_Problem details_: Write the records below out again exactly as given, with no images.

_Recorded information_:
........

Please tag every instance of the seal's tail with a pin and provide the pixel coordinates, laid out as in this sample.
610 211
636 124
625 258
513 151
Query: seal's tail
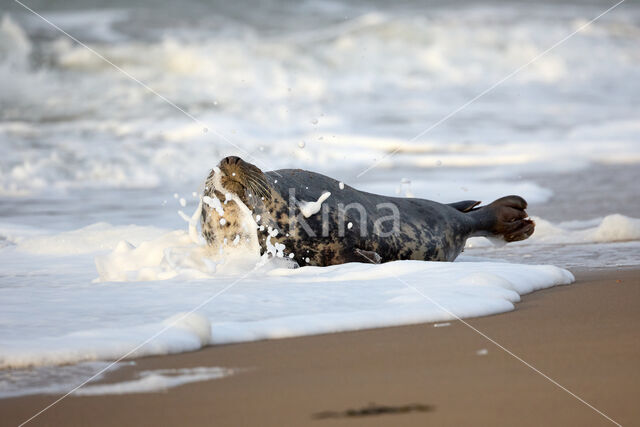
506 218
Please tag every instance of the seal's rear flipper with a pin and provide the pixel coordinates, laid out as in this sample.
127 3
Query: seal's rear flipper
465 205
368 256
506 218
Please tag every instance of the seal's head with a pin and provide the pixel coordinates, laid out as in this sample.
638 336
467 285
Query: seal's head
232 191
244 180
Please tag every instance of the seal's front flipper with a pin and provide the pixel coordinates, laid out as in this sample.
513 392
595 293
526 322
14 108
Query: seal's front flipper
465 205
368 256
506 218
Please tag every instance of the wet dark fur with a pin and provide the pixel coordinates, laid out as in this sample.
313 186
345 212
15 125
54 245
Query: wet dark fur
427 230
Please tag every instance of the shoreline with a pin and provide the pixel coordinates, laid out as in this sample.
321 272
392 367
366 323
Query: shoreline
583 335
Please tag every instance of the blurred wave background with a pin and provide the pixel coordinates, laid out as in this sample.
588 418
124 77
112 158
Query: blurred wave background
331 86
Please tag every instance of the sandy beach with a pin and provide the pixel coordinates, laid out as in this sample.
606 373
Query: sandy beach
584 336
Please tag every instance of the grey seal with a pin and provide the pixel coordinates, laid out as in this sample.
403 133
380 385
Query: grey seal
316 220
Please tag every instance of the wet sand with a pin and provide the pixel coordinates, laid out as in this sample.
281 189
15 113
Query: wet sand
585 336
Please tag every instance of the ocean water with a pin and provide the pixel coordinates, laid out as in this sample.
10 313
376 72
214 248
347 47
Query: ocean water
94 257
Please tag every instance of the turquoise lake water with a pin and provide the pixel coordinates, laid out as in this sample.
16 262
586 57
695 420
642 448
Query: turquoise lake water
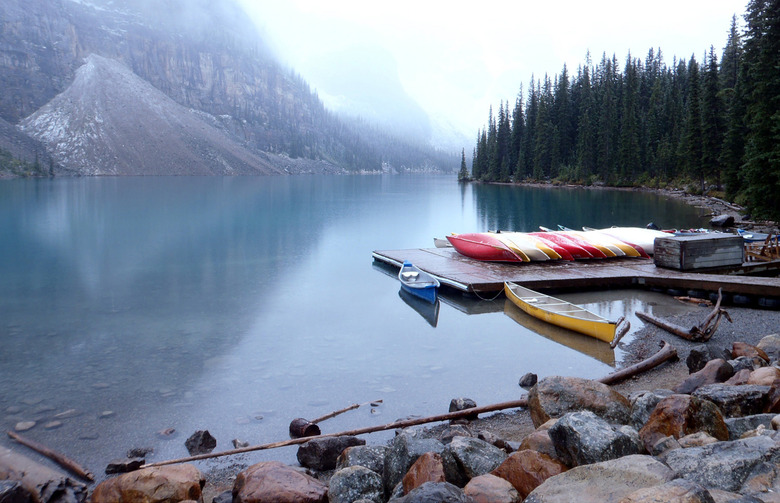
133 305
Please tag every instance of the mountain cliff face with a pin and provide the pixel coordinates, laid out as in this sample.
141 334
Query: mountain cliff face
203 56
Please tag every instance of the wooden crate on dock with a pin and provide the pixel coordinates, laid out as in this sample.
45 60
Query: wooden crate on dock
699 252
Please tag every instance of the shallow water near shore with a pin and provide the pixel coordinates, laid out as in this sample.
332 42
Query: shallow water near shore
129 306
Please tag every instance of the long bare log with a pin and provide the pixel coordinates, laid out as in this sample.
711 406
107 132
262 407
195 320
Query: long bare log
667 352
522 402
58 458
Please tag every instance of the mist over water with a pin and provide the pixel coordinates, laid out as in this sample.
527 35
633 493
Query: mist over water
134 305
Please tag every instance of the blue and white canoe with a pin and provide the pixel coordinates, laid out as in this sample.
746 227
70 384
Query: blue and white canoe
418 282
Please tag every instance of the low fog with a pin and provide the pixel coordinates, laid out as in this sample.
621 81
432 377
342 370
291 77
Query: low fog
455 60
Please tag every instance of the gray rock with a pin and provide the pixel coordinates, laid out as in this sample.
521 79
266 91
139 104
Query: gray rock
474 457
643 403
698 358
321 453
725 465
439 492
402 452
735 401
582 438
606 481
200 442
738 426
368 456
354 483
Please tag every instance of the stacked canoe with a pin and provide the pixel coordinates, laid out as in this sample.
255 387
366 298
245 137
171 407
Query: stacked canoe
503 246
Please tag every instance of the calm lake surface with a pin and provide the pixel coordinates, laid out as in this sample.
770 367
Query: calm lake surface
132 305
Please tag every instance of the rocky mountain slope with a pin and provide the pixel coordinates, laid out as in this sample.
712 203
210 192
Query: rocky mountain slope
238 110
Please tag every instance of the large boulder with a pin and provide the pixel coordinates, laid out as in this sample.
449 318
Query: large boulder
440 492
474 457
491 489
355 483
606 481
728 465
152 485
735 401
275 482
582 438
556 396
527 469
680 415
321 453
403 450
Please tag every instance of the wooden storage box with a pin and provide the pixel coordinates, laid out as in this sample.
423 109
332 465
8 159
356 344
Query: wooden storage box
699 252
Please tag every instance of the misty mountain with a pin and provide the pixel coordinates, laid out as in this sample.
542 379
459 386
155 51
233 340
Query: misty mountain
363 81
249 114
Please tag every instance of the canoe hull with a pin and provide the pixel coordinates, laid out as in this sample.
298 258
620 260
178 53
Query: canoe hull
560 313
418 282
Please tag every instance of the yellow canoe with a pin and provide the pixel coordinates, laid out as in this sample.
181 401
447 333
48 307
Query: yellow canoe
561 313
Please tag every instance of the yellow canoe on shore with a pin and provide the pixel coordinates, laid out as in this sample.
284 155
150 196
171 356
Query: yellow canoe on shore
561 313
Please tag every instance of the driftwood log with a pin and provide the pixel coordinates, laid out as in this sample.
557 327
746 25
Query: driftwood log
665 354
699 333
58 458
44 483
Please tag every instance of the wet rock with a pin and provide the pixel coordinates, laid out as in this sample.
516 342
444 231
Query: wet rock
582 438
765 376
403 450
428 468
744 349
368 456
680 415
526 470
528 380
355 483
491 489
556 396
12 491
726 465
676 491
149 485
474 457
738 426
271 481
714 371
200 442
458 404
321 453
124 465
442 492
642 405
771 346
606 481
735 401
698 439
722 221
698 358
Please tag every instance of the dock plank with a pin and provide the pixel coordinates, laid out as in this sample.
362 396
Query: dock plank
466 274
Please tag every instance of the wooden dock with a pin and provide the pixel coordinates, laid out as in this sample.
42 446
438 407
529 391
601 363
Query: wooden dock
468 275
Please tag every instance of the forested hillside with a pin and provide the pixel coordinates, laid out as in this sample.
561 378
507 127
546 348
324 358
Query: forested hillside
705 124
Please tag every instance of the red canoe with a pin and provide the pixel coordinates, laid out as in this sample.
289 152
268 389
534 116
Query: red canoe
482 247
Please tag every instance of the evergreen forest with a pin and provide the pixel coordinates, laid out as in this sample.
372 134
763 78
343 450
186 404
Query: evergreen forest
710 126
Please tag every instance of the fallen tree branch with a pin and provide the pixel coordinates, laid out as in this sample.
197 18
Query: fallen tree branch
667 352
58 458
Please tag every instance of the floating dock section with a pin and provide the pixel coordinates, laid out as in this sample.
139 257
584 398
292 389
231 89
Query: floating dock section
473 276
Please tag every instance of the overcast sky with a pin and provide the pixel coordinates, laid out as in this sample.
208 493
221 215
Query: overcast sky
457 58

........

_In response_:
Please tag every instance of the seal's tail with a pin and provide the pixel coordinates, laid out as in this sample.
610 211
636 124
625 258
513 151
Query: seal's tail
506 218
Please tag every instance of the seal's rear flipper with a pin and provide the pixel coordinates, laid out as in this sample.
127 3
Query: seal's rear flipper
465 205
368 256
506 218
Please tag every instance of the seal's head with a pin and provide the pixel coordinates, laid out as in this sample.
638 336
467 285
Query: seal's head
232 191
244 180
Please tag every instance of the seal's front flipper with a pin and provide the pixel coordinates, laid out as in this sample.
513 392
595 293
526 322
14 108
Query: seal's front flipper
465 205
368 256
506 218
Please tag every instance of the wet dark fur with a pin and provide the pixel coordinates, laid out as in this sample.
313 186
345 212
15 125
54 245
Query: wet dark fur
427 230
Please tag every instance of the shoreline with a pin and provide the pixel coordinates, laid out as in this sample.
321 272
392 367
366 323
Query: shoreline
583 335
Please tag every instance of the blurred wave background with a pin and provide the pixel coordinates, laid out as in this sample.
588 418
124 77
112 158
Query: blurred wave background
331 86
Please tag every instance of the sandy beach with a pin and provide the pixel coordinates, laid out as in this sample.
606 373
Query: sandy beach
584 336
Please tag every instance of the grey seal with a pin and provide the pixel coordinates, laid out as in this sample.
403 133
380 385
Query: grey seal
316 220
Please tag every instance of the wet sand with a pin and provide the pixel coordinates, laid out as in this sample.
281 189
15 113
Query: wet sand
585 336
Please tag every instance of the ocean water with a pin and provide the pixel coordinates, laid out as in this sample.
10 313
376 72
214 248
347 47
Query: ocean water
94 257
Please tag every instance of the turquoise lake water with a pin and provide the pixel coordinates, laid out as in this sample.
16 262
586 57
695 420
642 448
Query: turquoise lake water
133 305
Please tag every instance of the mountain cliff face with a pin and provide the pixel coordinates, laid out as in this sample.
141 334
Query: mountain cliff face
203 56
Please tag every instance of the wooden crate on dock with a pin and provide the pixel coordinates, laid out as in this sample.
45 60
Query: wooden crate on dock
699 252
Please tag every instance of the shallow water near shore with a pin and provide the pixel coordinates, laid out as in this sample.
332 42
Query: shallow water near shore
129 306
Please tag every instance of the long bare log with a pin and provide the pixel coordinates, laid out as in this sample.
711 406
107 132
262 407
195 320
Query: long bare log
667 352
522 402
58 458
Please tag every instance of the mist over water with a pin and provide the pixel coordinates, laid out as in this sample.
527 35
633 493
Query: mist over water
134 305
Please tag every instance of the blue and white canoe with a pin and provide the pixel coordinates, laid out as in this sample.
746 227
70 384
Query: blue and white canoe
418 282
Please tag every instance of the low fog with a pin and provide the pixel coordinates, laid out as in this sample.
621 81
432 377
342 370
291 77
Query: low fog
455 60
Please tag every instance of the gray rock with a pin and provide the pixel coordinates, laid out as in this sample.
521 79
266 91
139 104
Query: gray rock
474 457
643 403
698 358
321 453
725 465
439 492
402 452
735 401
582 438
606 481
200 442
738 426
368 456
354 483
Please tag every instance of the stacked canoe with a pin and provide the pixel coordinates, laid out as in this sample.
255 387
366 298
245 137
171 407
Query: stacked canoe
503 246
Please tag every instance of the calm lake surface with a pin and provide the pixel coordinates, laid out as in this sample.
770 367
Query: calm lake surface
132 305
Please tag every instance of the rocky mountain slope with a pin and provide the pixel coordinates, laid out as in this sample.
712 203
210 192
Query: rocky mountain slope
238 110
Please tag every instance of the large boulder with a pin and provide the pixel coordinates, laid out as in this sample.
449 318
Query: large boulder
440 492
474 457
491 489
355 483
606 481
728 465
152 485
735 401
275 482
582 438
556 396
527 469
680 415
321 453
403 450
Please tag every instance of the wooden storage box with a pin and provide the pixel coordinates, laid out as in this sample.
423 109
332 465
8 159
356 344
Query: wooden storage box
699 252
Please tag every instance of the misty mountain with a pin and provide the pixel coordinates, laid out as in this sample.
542 379
459 386
155 51
233 340
Query: misty mountain
363 81
249 114
Please tag every instance of the canoe hull with a pin and provide the pixel coordinates, laid out as in this sample.
298 258
620 260
178 53
Query: canoe hull
560 313
418 282
Please tag every instance of the yellow canoe with a pin and provide the pixel coordinates, laid out as in this sample.
181 401
447 333
48 307
Query: yellow canoe
561 313
Please tag every instance of the yellow canoe on shore with a pin and provide the pixel coordinates, laid out as in this sample.
284 155
150 196
171 356
Query: yellow canoe on shore
561 313
Please tag every instance of the driftwood log with a pin and provide the pixel coordinates, laid out as in this sample.
557 327
746 25
Query: driftwood log
665 354
699 333
58 458
44 483
Please tag every instance of the wet rock with a pin and provide the pixel coordinates, laid out as in this sample.
516 342
444 231
Query: wet rock
582 438
765 376
403 450
428 468
744 349
368 456
680 415
526 470
528 380
355 483
491 489
556 396
12 491
726 465
676 491
149 485
474 457
738 426
271 481
714 371
200 442
458 404
321 453
124 465
442 492
642 405
771 346
606 481
735 401
698 439
722 221
698 358
Please tag every instance of the dock plank with a pin and provide the pixel coordinates, laid out as in this sample.
362 396
Query: dock plank
466 274
Please tag every instance of the wooden dock with a pin and provide the pixel coordinates, laid out as in this sample.
42 446
438 407
529 391
601 363
Query: wooden dock
468 275
Please tag every instance of the forested hillside with a pin and provide the pixel coordinates, laid out as in this sample.
561 378
507 127
546 348
324 358
Query: forested hillside
705 124
Please tag every instance of the red canoe with a pin and provide the pixel coordinates, laid out as in this sample.
289 152
268 389
534 116
Query: red canoe
482 247
Please tag every instance of the evergreen forest with a pin and provide the pixel coordinates, laid out as in this sample.
372 134
763 78
343 450
186 404
Query: evergreen forest
710 126
Please tag every instance of the fallen tree branch with a pin and provide the pixel coordinates, laid out as in this sample.
197 18
Query: fallen tree branch
667 352
58 458
Please tag every instance of the floating dock section with a pin and provide the pixel coordinates, laid out as in this sample.
139 257
584 398
292 389
231 89
Query: floating dock section
473 276
Please tag every instance of the overcast sky with a pin and provide the pixel coordinates, laid out as in this sample.
208 493
221 215
Query: overcast sky
457 58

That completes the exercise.